> [WHAT NEEDS TO BE DONE]:
Write out the full set of records below exactly.

> [DATA TO PROCESS]:
- - - - -
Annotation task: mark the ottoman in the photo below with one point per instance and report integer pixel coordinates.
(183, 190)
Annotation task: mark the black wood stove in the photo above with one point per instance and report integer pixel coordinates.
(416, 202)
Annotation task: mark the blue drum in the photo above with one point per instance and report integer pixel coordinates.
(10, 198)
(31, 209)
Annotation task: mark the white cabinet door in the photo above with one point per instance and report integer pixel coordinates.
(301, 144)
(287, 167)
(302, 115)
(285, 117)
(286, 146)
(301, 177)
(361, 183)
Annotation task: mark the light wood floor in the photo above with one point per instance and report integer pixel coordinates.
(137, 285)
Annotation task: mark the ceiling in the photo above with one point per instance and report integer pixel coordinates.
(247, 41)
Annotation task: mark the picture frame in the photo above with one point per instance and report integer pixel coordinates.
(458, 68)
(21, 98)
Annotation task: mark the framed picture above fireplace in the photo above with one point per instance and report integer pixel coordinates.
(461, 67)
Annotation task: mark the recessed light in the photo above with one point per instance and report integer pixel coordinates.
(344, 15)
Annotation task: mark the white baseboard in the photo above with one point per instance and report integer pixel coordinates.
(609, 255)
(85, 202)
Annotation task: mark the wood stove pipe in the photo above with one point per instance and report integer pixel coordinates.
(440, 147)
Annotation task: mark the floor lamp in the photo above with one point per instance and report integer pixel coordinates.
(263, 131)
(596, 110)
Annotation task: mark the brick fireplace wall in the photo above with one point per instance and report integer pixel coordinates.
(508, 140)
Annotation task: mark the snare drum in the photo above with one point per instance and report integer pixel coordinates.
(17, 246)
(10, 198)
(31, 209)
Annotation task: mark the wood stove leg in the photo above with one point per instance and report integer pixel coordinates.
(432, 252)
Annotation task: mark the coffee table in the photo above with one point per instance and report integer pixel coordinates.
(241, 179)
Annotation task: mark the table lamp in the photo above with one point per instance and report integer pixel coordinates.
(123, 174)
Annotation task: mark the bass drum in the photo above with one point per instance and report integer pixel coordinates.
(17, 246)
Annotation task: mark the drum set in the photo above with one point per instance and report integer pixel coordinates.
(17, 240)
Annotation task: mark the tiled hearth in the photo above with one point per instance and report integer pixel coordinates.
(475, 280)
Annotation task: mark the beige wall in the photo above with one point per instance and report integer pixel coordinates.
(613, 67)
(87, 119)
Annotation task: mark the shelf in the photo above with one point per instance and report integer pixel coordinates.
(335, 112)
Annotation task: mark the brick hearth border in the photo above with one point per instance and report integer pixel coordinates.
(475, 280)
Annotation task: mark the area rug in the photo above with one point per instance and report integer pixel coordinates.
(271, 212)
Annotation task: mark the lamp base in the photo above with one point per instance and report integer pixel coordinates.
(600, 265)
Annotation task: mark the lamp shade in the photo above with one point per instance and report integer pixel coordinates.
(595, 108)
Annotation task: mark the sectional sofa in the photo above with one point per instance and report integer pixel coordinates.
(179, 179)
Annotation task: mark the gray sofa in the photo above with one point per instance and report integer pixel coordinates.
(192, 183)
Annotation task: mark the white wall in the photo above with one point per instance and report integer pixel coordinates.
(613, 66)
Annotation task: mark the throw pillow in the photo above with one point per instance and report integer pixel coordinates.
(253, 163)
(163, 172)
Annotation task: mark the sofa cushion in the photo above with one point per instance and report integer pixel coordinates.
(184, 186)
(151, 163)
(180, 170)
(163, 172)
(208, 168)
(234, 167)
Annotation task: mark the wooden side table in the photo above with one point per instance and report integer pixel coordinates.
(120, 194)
- - - - -
> [IN RESPONSE]:
Annotation task: mark the ottoman in the photo below with one point per instance and report integer pixel coordinates.
(183, 190)
Annotation task: mark the black wood stove in the photo above with one point per instance and report integer pixel coordinates.
(416, 202)
Annotation task: mark the blue drum in the photo above with one point per instance and report integer pixel coordinates.
(10, 198)
(31, 209)
Annotation task: mark the white cabinet door in the photo above with one point per instance and report integer pixel coordinates.
(301, 144)
(287, 167)
(302, 115)
(285, 117)
(286, 146)
(301, 177)
(361, 183)
Annotation task: mark the light wood floor in the photo above with one point per instance and report integer pixel coordinates.
(137, 285)
Annotation task: mark the ceiling in the photo above with one point per instance and report integer pixel coordinates.
(247, 41)
Annotation task: mark the picture frame in the photo above with one point per instance and report integer pixel coordinates.
(458, 68)
(21, 98)
Annotation task: mark the framed picture above fireplace in the photo above with one point per instance and report integer pixel coordinates.
(461, 67)
Annotation task: mark the recessed light in the photo above with one point per instance and report integer pixel coordinates.
(344, 15)
Annotation task: mark the white baseboard in the photo above with one point per instance and report integer pixel coordinates.
(609, 255)
(85, 202)
Annotation task: mark the wood stove pipe in the photo above with one point per instance and report integer pixel coordinates.
(440, 147)
Annotation task: mark the floor lamp in the photo above with one point per instance and report integer pixel coordinates.
(263, 131)
(596, 110)
Annotation task: mark the brick fireplace wall in the photo above with one point per instance and report integer pixel coordinates.
(508, 140)
Annotation task: mark the snare drum in the photo above with one point per instance and report integer pixel coordinates.
(17, 246)
(10, 198)
(31, 209)
Annotation task: mark the wood stove leg in the photo above with one point per instance and report integer pixel coordinates.
(432, 252)
Annotation task: mark the coffee table in the photo above with one point per instance and report integer pixel coordinates.
(241, 179)
Annotation task: mark the table lamp in the photo above with one point per instance and report integer pixel coordinates.
(123, 174)
Annotation task: mark the bass drum in the photo above with one point per instance and report integer pixel coordinates.
(17, 246)
Annotation task: mark the drum set in the photo above with one point per instance and report integer pixel coordinates.
(17, 240)
Annotation task: mark the tiled hearth in the photo above with one point per instance and report integer pixel coordinates.
(475, 280)
Annotation task: mark the beige wall in the photo above with one point per instance and report integer pixel coordinates.
(613, 67)
(87, 119)
Annotation task: mark the shelf in the photo above with one point per instance and report integer pixel coordinates.
(335, 112)
Annotation task: mark the brick hearth border in the photo above with one point per instance and report integer pixel coordinates.
(475, 280)
Annotation task: mark the area rug in the photo above with one point per instance and report integer pixel coordinates.
(271, 212)
Annotation task: mark the lamp base in the photo above with one point per instance and report integer pixel coordinates.
(600, 265)
Annotation task: mark the lamp shade in the photo above with one point per instance and report integer pixel coordinates.
(595, 108)
Annotation task: mark the sectional sofa in the photo above with one point per instance and report integer pixel coordinates.
(179, 179)
Annotation task: mark the gray sofa in the photo above with one point per instance and report integer pixel coordinates.
(192, 183)
Annotation task: mark the white wall in the photo above with one point per instance and report integer pixel coordinates.
(613, 66)
Annotation task: mark the throw pillow in the photo above with one point per instance and report integer pixel coordinates.
(253, 163)
(163, 172)
Annotation task: mark the sofa cushion in the photo above with one point per instance and report integer pixel coordinates.
(184, 186)
(151, 163)
(180, 170)
(163, 172)
(208, 168)
(234, 167)
Annotation task: mark the wooden side table in the photo above with one point per instance and report integer pixel coordinates.
(120, 194)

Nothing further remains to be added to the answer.